--- BEGIN EXTRACTED MATERIAL ---

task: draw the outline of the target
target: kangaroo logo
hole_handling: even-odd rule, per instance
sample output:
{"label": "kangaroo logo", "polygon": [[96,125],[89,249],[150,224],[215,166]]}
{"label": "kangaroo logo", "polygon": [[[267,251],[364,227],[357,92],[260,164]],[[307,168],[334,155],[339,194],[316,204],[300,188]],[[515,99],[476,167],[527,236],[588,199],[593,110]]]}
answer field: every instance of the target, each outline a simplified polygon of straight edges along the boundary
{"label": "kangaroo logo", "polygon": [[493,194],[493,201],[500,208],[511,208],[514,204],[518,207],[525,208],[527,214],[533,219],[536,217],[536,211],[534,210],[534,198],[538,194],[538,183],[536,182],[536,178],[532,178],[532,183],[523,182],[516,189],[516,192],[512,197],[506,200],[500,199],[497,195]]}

--- END EXTRACTED MATERIAL ---

> YOUR TASK
Output all of the material, please, exactly as it stands.

> COMPLETED TASK
task: draw the outline of the target
target: kangaroo logo
hole_handling: even-odd rule, per instance
sample output:
{"label": "kangaroo logo", "polygon": [[96,125],[89,249],[150,224],[215,166]]}
{"label": "kangaroo logo", "polygon": [[[267,251],[364,227],[357,92],[260,164]],[[307,168],[334,155],[339,194],[316,204],[300,188]],[[515,99],[476,167],[527,236],[588,199],[593,110]]]}
answer field: every instance of the target, each outline a simplified polygon of straight edges along the boundary
{"label": "kangaroo logo", "polygon": [[493,194],[493,201],[500,208],[511,208],[514,204],[518,207],[525,208],[527,214],[533,219],[536,217],[536,211],[534,210],[534,198],[538,194],[538,183],[536,182],[536,178],[532,178],[532,183],[523,182],[516,189],[516,192],[512,197],[506,200],[500,199],[497,195]]}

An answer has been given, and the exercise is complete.